# [DESCRIPTION OF THE TASK]
Only the lines from the one containing "Put a marker on each instance of the black" through the last line below should be written out, exactly and with both ends kept.
--- Start of DATA IN THIS EXERCISE ---
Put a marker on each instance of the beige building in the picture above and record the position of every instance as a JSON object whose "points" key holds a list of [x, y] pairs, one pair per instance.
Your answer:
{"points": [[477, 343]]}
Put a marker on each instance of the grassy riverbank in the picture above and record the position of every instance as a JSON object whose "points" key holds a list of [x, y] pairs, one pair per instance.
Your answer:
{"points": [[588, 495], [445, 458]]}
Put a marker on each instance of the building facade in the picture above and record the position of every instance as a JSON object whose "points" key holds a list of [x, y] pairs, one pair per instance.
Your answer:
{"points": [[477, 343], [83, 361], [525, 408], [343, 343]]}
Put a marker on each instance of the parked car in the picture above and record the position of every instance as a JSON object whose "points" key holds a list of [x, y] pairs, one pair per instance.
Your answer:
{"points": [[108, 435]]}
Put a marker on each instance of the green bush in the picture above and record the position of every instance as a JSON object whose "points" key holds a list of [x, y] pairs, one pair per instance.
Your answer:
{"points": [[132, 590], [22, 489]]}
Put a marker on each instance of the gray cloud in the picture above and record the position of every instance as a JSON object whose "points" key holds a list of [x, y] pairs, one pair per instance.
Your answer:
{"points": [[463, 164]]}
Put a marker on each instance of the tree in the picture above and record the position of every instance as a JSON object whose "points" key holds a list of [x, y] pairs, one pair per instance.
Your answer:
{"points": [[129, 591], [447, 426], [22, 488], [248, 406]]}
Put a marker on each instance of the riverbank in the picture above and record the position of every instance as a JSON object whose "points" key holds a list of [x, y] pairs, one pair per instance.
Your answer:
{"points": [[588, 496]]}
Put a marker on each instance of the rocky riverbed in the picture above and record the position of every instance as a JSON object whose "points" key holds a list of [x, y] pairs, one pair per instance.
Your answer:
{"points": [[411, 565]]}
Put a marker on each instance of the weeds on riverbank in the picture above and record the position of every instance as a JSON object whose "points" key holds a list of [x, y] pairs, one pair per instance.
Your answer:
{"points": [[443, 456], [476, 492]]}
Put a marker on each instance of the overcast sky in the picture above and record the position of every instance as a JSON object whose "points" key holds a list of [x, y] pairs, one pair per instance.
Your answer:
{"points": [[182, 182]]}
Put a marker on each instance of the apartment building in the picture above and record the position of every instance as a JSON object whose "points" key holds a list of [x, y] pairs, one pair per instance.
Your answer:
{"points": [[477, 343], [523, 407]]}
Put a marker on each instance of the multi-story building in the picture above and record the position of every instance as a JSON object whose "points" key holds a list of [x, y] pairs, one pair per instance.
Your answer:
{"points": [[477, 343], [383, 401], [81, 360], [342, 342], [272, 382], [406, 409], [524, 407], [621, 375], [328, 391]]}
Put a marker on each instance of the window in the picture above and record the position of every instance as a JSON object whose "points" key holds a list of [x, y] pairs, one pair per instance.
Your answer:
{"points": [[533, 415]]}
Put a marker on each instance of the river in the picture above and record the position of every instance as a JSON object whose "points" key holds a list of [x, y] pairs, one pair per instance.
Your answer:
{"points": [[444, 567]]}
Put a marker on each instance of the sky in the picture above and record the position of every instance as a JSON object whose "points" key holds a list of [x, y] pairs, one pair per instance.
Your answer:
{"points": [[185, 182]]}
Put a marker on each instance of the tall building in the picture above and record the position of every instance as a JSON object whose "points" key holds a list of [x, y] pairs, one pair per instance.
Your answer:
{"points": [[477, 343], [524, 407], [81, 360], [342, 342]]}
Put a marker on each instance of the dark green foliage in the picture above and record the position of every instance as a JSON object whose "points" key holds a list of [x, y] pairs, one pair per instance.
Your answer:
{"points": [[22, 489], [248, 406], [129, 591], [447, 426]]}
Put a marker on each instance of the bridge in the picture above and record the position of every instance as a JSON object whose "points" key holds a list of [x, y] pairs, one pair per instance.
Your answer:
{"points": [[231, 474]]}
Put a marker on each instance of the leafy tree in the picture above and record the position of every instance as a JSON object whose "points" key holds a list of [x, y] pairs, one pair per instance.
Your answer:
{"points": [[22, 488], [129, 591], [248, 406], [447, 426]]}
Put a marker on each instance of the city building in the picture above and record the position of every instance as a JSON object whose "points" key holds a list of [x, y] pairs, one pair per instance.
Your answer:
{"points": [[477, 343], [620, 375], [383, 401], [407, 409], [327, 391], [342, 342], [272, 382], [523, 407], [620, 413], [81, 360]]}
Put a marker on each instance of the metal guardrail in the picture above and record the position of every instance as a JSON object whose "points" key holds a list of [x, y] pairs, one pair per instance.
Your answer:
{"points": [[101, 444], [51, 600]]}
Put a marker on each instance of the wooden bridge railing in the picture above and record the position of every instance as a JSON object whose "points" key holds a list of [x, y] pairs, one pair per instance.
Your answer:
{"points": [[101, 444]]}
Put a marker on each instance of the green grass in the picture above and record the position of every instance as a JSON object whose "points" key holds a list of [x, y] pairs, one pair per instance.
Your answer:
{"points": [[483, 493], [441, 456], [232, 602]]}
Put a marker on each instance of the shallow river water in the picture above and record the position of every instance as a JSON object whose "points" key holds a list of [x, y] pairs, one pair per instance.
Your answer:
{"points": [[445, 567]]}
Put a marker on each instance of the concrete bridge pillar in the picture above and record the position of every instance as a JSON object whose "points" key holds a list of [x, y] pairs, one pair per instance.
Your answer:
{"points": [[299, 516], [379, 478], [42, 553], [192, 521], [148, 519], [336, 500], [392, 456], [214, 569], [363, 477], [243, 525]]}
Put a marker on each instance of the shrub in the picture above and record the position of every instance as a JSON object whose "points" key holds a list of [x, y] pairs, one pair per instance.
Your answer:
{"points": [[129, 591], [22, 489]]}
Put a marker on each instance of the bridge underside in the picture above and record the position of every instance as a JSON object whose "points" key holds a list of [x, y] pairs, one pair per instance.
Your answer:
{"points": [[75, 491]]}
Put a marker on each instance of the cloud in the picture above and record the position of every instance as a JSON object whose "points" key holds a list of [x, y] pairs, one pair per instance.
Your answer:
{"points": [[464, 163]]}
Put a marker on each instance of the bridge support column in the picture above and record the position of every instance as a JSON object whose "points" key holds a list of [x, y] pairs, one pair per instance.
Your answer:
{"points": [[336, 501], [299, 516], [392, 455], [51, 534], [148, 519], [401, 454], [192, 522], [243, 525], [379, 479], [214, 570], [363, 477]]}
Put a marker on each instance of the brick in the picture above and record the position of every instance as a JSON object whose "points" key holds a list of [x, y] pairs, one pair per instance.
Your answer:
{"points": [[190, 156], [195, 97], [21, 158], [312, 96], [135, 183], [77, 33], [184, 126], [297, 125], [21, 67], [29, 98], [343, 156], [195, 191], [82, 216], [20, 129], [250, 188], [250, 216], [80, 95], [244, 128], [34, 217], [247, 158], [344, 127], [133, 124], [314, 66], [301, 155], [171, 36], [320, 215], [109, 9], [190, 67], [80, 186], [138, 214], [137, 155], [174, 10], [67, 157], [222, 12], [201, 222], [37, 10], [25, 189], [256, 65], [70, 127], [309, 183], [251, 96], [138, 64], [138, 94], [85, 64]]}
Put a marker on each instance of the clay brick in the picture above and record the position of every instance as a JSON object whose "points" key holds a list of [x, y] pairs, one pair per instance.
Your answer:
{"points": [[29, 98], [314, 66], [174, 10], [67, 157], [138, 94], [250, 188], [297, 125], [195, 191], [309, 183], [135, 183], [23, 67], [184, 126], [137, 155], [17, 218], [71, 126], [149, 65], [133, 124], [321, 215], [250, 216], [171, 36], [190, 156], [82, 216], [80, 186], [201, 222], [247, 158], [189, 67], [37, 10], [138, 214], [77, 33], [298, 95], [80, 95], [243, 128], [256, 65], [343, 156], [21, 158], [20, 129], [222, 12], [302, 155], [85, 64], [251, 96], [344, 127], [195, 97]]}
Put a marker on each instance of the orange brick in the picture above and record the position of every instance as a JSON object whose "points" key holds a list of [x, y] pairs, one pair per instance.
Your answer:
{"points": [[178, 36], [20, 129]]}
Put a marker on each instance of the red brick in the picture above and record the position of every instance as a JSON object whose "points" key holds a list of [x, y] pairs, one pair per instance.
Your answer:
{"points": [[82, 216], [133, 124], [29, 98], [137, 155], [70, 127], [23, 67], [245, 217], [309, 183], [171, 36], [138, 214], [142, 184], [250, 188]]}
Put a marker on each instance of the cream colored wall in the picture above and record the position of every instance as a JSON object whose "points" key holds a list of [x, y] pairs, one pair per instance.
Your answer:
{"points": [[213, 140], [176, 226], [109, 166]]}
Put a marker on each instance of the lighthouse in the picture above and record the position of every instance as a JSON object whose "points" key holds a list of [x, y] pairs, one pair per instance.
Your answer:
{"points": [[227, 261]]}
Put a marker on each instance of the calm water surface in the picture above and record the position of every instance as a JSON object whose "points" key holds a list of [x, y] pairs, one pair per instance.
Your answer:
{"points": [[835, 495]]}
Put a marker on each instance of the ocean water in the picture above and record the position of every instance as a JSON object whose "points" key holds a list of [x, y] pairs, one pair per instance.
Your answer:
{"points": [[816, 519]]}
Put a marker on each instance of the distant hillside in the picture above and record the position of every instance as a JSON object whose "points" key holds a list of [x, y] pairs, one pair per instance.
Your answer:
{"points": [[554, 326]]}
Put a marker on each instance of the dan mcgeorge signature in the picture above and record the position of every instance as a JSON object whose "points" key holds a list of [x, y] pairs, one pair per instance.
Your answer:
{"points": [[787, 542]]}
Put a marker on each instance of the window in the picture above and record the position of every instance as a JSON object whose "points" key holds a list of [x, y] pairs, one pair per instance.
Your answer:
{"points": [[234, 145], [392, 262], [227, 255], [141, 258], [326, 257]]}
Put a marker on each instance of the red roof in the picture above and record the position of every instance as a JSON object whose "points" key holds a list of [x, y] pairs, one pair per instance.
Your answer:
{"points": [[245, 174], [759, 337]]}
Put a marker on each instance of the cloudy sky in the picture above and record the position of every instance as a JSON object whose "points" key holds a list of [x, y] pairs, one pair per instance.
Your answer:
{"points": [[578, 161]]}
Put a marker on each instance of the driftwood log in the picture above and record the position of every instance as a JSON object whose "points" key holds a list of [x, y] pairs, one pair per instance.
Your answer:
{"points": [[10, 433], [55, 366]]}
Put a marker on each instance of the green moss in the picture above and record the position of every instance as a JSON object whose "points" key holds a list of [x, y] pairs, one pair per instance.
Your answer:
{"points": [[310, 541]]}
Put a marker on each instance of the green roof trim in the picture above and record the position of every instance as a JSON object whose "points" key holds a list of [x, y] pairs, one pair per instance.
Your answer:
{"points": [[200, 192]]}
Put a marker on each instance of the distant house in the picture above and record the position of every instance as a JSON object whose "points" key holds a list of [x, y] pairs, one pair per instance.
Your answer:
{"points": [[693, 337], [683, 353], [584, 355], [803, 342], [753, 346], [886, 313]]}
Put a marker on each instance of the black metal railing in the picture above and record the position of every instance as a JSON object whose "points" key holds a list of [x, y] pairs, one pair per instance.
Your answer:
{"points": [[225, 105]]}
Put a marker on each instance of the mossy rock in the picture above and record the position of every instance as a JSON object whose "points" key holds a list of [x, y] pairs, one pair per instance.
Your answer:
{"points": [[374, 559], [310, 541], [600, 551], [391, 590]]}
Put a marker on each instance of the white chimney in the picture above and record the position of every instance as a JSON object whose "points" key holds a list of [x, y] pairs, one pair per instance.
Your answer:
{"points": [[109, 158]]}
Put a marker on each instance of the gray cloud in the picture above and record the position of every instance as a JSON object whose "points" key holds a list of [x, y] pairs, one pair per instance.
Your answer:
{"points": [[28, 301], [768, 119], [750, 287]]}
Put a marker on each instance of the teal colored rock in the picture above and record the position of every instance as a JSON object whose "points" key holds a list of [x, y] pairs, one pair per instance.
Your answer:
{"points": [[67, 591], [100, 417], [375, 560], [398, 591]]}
--- End of DATA IN THIS EXERCISE ---
# [WRITTEN RESPONSE]
Put a marker on each instance of the black metal railing in the picture above and record the position of every instance as a JSON object whose "points" key holds a list of [x, y] pairs, one pair per instance.
Your answer:
{"points": [[225, 105]]}
Put a marker on each instance of the mossy rock in the picture above and record the position of every instance as a JSON object whose "points" key holds a list of [x, y] pairs, one pair per instance.
Your answer:
{"points": [[374, 559], [310, 541], [600, 551], [391, 590]]}
Put a marker on each instance of the white chimney in the picture above and record the position of every instance as a JSON object whose "points" key holds a list of [x, y] pairs, one pair per instance.
Your answer:
{"points": [[109, 158]]}
Put a marker on each instance of the gray cloud in the picture above and record the position of every instance as a JSON object whose "points" key holds a list of [x, y] pairs, one pair per instance.
Your answer:
{"points": [[28, 301], [768, 119], [750, 287]]}
Put a marker on each instance of the teal colored rock in the picture above and record the position of every instance as a JSON object whose "points" key holds a list of [x, y] pairs, one pair per instance.
Your answer:
{"points": [[67, 591], [100, 417], [375, 560], [398, 591]]}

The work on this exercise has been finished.